*PROMPT:*
Switch "Objective" to "Goal" throughout these lines and write them out again with nothing else changed. Leave the pictures out of your answer.

*Data pulled from a collection:*
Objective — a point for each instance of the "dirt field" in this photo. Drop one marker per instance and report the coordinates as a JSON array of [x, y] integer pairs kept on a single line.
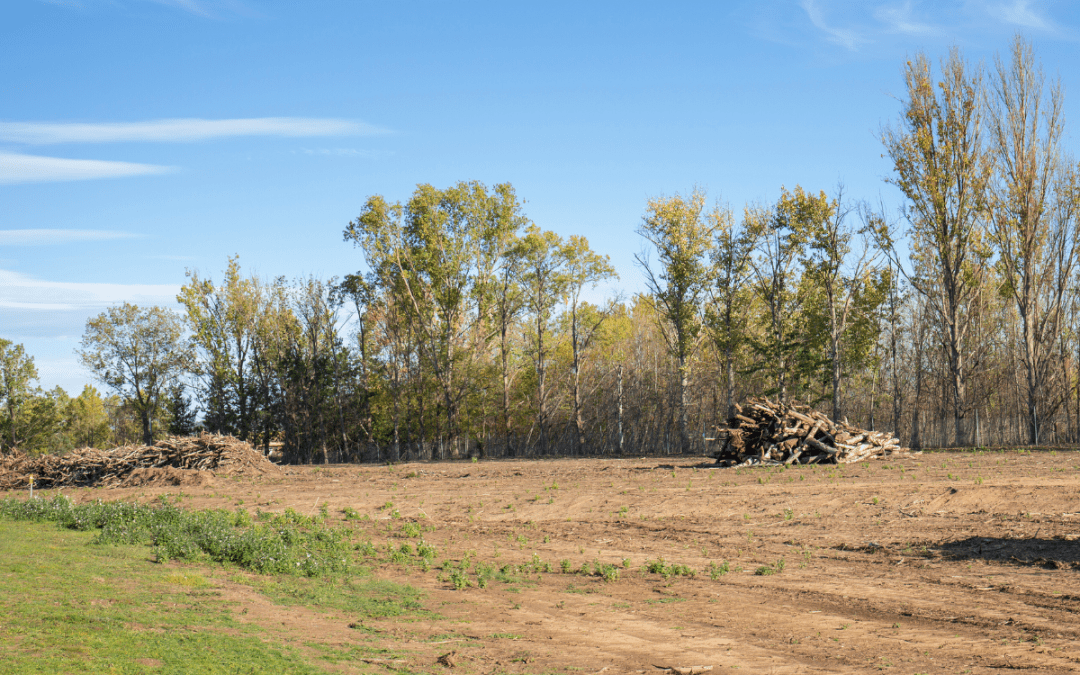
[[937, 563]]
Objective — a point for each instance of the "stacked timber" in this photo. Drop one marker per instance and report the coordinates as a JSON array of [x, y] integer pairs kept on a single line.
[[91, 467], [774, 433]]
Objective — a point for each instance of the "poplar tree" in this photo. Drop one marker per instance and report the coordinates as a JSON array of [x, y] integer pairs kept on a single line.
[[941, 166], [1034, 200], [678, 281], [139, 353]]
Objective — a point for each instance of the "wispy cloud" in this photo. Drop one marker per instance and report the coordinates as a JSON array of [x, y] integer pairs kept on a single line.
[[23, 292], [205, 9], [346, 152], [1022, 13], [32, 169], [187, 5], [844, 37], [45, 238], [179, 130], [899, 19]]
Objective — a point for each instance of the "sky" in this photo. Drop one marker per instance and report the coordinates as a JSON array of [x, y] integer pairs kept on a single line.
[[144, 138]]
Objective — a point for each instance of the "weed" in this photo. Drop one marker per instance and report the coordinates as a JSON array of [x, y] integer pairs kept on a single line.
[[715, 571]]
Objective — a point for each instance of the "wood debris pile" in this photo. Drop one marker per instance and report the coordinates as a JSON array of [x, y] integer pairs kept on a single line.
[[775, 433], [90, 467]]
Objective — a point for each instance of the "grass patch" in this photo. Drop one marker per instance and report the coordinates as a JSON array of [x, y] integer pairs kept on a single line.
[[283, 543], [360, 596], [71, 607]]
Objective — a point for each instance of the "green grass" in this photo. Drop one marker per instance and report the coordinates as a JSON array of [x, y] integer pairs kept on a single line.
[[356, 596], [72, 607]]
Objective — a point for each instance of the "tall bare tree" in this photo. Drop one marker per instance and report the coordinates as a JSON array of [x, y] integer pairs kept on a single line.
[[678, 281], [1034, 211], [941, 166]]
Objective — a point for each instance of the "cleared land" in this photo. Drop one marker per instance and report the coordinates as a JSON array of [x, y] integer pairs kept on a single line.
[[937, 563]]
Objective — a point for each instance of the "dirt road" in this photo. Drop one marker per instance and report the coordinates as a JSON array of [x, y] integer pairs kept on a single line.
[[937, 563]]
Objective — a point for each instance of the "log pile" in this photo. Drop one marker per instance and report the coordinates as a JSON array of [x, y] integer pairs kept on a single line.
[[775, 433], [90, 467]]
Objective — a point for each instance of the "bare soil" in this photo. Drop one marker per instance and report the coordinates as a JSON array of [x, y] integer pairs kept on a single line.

*EXERCISE RESULT:*
Goal — a point for each instance of the "dirt field" in this photo. Drop one marker per instance and report the coordinates as a JSON array of [x, y] integer pairs kept on a single line.
[[937, 563]]
Goal — a point for each instance of the "stacked timber" in this photo. Drop one marker per instance and report the coordinates as a JSON array of [x, y] integer pairs kept on a single line.
[[91, 467], [774, 433]]
Goal — a point for each instance of the "poplar tree" in this photo. Drop one marker per instance and report the coordinates as a JSON array of [x, y] integer pairs kept on a single line.
[[941, 166], [1034, 200], [678, 281], [139, 353]]
Goal — a point for each instance of the "wispy cloud" in this photo. Drop one marker per instance and report the coordinates as a JSON array of [x, y] integer pairs kept on a single line.
[[23, 292], [205, 9], [346, 152], [1022, 13], [32, 169], [187, 5], [844, 37], [45, 238], [179, 130], [899, 19]]
Goal — a point for each instance of the "sky" in this photo. Drop one marker per instance and report the coordinates as a JSON array of [x, y] integer pairs kept on a single line.
[[144, 138]]
Goal — a point for each instance of the "weed" in this photo. Drop one marker per instance and report the coordinates as a JSON array of [x, y] integer pairs kept on a single line.
[[715, 571]]
Goal — a point for each instance of the "wood debris pile" in this photo. Drop one marker per instance and report the coordinates as a JSON array of [x, y] integer pairs kept on a single line.
[[775, 433], [90, 467]]
Goal — a point for each instance of the "grass patch" in this photo. Drop one marker per instance and report the coordinates as a JSON array of [x, y] integer pairs kept on a single line.
[[283, 543], [360, 596], [71, 607]]
Goal — a point for each instance of the "green grass" in this photo. Drop one marker per instance and report the coordinates as a JSON array of [x, y] integer pairs kept on a single line.
[[356, 596], [72, 607]]
Goal — a point for each instance of the "tall bare tree" in this photo. Drop one marker per instance and report the coordinates as a JSON array of [x, y] integer pairs kept on a single line.
[[678, 281], [1034, 211], [941, 166]]
Goal — a point for each instance of the "cleared land" in this photo. Drop one marker per instance and report the coordinates as a JSON array of [x, y] integer pairs kept on a single line.
[[937, 563]]
Goal — a point for each instance of the "dirt road" in this photo. Drop one marker per instance and report the coordinates as a JSON array of [x, y] integer pairs kept on a single line.
[[937, 563]]
Goal — a point for each instance of the "log pile" in this photo. Drop one marker per instance and report the coordinates as a JSON array of [x, y] integer pairs kept on a single line.
[[775, 433], [90, 467]]
Goal — a point for each instance of the "bare soil" in this photo. Drop one marker per instance and report the coordinates as a JSON array of [x, y] integer pairs kept on a single line.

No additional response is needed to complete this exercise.